**Jobs:**
- a) Answer these from the reflection on the Litany of Humility:
(i) Which month does the reflection say Catholics devote to the Sacred Heart of Jesus?
(ii) How many supplications does the litany contain?
(iii) Where was the writer on June 1?
- b) List every action the reflection on the Litany of Humility attributes to Christ.
- c) Carry on the reflection on the Litany of Humility after its final line.

### Text section ###

For Catholics, June is a month devoted to the Sacred Heart of Jesus. As I considered ways to draw closer to Jesus this month, my mind turned to the Litany of Humility. What better way to walk with Jesus than to pray this litany? The heart of Jesus is the throne of humility. Christ refused Satan’s temptation in the wilderness to deny his Father and rule the world. Christ suffered the ignominy of dying between two thieves as his kingship was mocked. But our Lord assured his persecutors that His kingdom is not of this world. Ours isn’t either. 

During the month of June, when it can be tempting to be distracted by popular culture, let us look with fresh eyes at the Litany of Humility. This year, I decided to meditate on one of the 23 supplications in the litany on each weekday of the month. On June 1, I sat on an airplane following a wonderful writers’ conference and considered the first supplication:

“From the desire of being esteemed, deliver me Jesus.”

### Stored rows ###

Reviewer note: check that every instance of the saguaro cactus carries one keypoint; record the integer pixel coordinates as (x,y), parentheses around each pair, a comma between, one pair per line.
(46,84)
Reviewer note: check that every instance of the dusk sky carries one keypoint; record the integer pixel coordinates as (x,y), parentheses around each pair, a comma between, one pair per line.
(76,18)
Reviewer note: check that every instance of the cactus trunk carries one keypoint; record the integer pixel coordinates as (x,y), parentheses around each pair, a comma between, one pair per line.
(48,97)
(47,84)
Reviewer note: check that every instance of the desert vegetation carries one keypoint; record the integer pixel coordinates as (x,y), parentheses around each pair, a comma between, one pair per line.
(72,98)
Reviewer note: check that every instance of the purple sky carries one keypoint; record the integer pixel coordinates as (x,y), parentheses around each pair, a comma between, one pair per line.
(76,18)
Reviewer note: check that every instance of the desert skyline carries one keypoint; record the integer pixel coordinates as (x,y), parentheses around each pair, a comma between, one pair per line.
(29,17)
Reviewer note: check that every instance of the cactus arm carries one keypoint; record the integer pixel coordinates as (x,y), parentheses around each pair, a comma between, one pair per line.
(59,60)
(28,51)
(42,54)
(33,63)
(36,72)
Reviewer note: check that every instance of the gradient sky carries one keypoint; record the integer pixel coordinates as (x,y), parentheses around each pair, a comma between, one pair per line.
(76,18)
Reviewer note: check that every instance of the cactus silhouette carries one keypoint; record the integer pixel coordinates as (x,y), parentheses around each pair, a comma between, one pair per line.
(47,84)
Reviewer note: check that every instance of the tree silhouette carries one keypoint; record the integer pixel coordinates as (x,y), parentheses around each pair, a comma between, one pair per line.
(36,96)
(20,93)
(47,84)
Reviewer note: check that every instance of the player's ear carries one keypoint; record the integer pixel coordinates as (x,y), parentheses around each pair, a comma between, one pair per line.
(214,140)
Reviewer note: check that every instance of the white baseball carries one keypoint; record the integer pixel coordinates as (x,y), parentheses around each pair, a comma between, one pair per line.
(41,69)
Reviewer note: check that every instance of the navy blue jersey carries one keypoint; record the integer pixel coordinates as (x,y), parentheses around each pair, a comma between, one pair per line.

###

**Task answers:**
- a)
(i) June.
(ii) 23.
(iii) On an airplane, following a writers' conference.

- b)
- He refused Satan's temptation in the wilderness to deny his Father and rule the world.
- He suffered the ignominy of dying between two thieves as his kingship was mocked.
- He assured his persecutors that His kingdom is not of this world.

- c)
While I admit that I would like for my writing to be esteemed, the litany reminds me that my writing goals are really not about me. Instead, those goals are about the good that writing can do in the world. 

As I reflect on each of the litany’s supplications, I see that the purpose of the prayer is to move self-seeking out of the center of my world and place God in the center where He belongs. As the first week of June went on, I asked Jesus to deliver me from the desire of being loved, extolled, honored, and praised. How can it be wrong to want to be loved? It is not, of course. But I don’t need to desire that love. God’s love formed each of us and holds us in existence at this moment. It is the bedrock of my life, which also includes the love of my husband, children, and friends.  

When it comes to being honored or praised, I can happily ask Jesus to remove the desire for these from my heart. When I receive inordinate praise, it only opens the door to pride, which is among the worst of the Seven Deadly Sins. I know from experience that pride blocks the light of God’s love and never leads to good for me or others.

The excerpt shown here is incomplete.